YOUR INSTRUCTIONS: Copy out the items without any change, starting with the line that contains "Where can the short" and ending after the line that contains "x=162, y=78".

MATERIAL PROVIDED:
==============================

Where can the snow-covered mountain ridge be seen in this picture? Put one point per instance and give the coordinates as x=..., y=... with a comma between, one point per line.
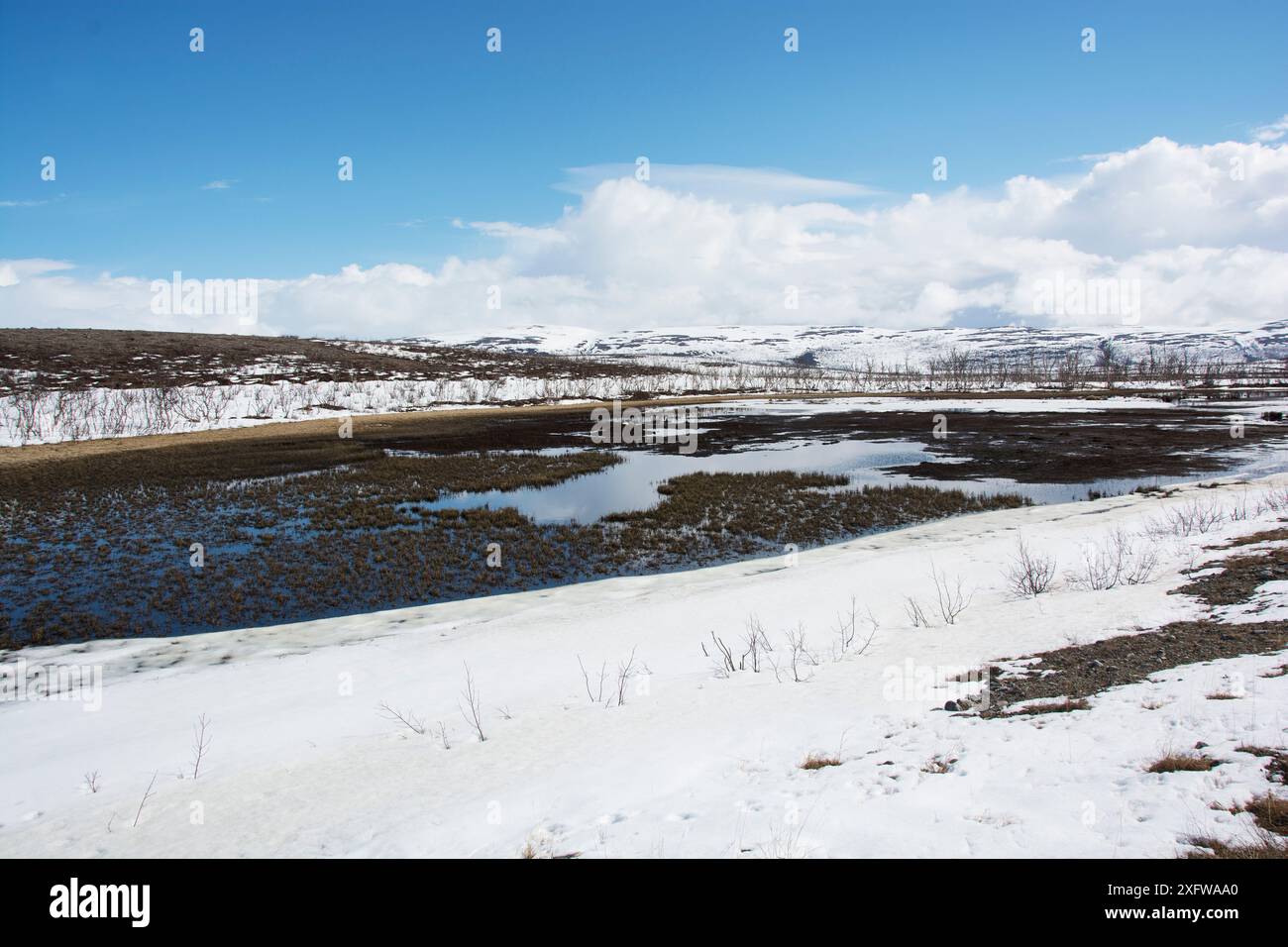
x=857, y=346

==============================

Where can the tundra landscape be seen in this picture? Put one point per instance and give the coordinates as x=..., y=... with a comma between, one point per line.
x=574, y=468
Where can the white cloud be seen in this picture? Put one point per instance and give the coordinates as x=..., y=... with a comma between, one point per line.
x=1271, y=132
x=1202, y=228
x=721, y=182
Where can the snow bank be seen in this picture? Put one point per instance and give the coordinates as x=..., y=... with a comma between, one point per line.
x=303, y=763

==============================

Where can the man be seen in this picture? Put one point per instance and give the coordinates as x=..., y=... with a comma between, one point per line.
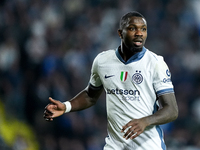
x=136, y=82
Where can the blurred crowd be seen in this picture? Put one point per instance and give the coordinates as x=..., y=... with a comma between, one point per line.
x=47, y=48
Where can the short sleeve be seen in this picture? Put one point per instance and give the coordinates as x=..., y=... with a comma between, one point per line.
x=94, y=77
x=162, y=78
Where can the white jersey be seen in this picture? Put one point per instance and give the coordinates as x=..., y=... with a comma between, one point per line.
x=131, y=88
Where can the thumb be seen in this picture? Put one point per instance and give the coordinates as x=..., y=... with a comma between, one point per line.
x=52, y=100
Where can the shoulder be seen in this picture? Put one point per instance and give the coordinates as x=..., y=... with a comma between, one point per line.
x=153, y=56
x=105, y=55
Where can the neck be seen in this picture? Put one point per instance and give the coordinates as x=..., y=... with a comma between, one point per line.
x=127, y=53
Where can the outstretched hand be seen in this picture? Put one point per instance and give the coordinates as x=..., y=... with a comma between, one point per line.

==============================

WRITTEN ANSWER:
Where can the short sleeve be seen in this picture? Put one point per instance and give the coordinates as x=..., y=... with a comma between, one point per line.
x=94, y=77
x=162, y=78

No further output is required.